Extracted material Block Start

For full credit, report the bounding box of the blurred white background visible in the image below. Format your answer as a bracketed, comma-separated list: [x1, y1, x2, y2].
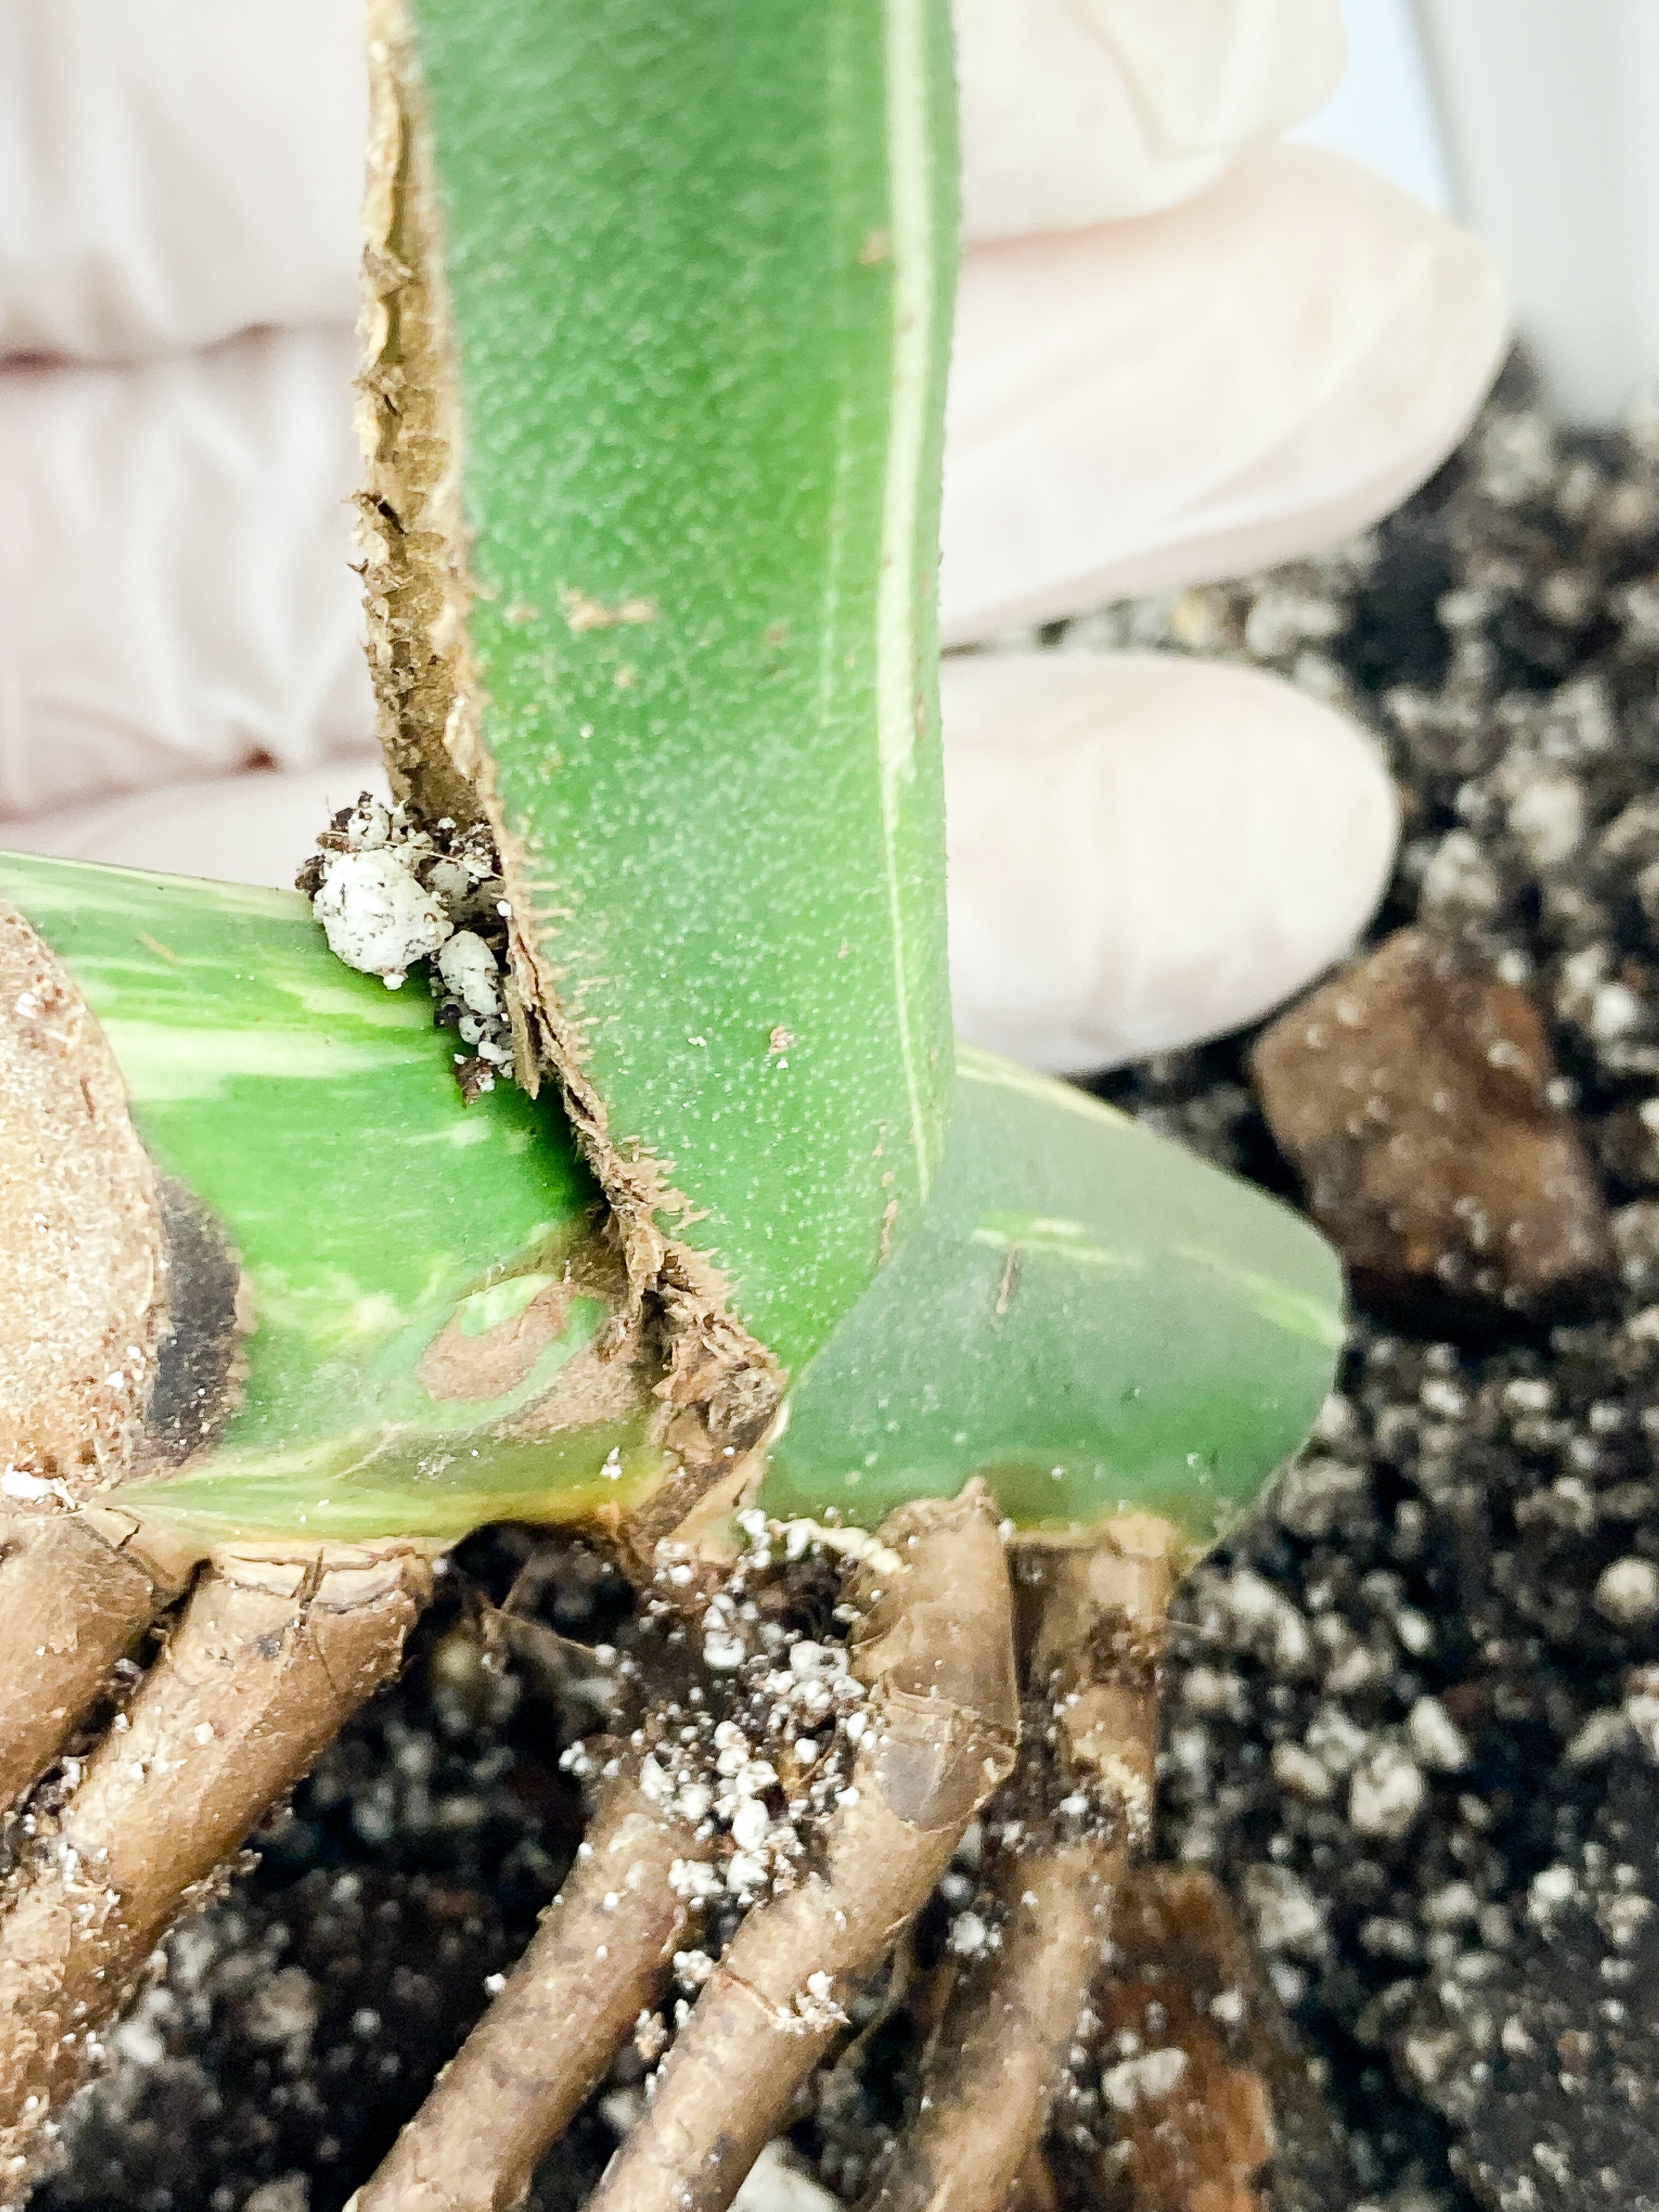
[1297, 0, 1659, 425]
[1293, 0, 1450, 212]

Extracted material Block End
Extracted material Block Start

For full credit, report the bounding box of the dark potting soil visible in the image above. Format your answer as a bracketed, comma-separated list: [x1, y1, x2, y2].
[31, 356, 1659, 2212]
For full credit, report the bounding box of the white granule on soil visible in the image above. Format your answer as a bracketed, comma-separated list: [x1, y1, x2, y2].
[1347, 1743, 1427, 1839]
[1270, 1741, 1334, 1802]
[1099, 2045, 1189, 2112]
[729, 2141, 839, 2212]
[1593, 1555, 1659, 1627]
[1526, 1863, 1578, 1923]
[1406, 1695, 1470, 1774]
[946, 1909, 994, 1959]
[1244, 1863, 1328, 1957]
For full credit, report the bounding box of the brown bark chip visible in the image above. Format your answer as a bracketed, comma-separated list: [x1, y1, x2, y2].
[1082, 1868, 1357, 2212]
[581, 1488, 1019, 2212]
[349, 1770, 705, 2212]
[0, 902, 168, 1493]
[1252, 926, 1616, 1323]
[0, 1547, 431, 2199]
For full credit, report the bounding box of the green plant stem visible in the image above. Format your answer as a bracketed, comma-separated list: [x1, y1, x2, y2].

Extracted material Block End

Task brief:
What you return should be exactly the lines above, starting at the one with "For full credit, report the bounding box of the white" and ending at the one with "For full credit, report the bounding box of the green", and nothing else.

Task response:
For full credit, report the bounding box of the white granule on soil visible in the image above. Format your answer as a bracketed, comma-separated list: [x1, y1, x2, y2].
[1347, 1743, 1427, 1839]
[1270, 1741, 1334, 1802]
[1099, 2045, 1189, 2112]
[729, 2141, 839, 2212]
[1593, 1555, 1659, 1627]
[1526, 1863, 1578, 1923]
[1406, 1695, 1470, 1774]
[946, 1909, 994, 1959]
[1244, 1863, 1328, 1957]
For full credit, report the bounding box of the brown bark chip visible in the image above. Format your answer as a bracketed, comma-separated list: [x1, y1, x2, y2].
[1082, 1868, 1357, 2212]
[581, 1488, 1019, 2212]
[349, 1770, 705, 2212]
[0, 902, 168, 1493]
[1252, 926, 1616, 1323]
[0, 1547, 431, 2199]
For full credit, report the bounding box of the green plant stem visible in the image above. Format your answer as a bracketed, comma-separated list: [x1, y1, x2, y2].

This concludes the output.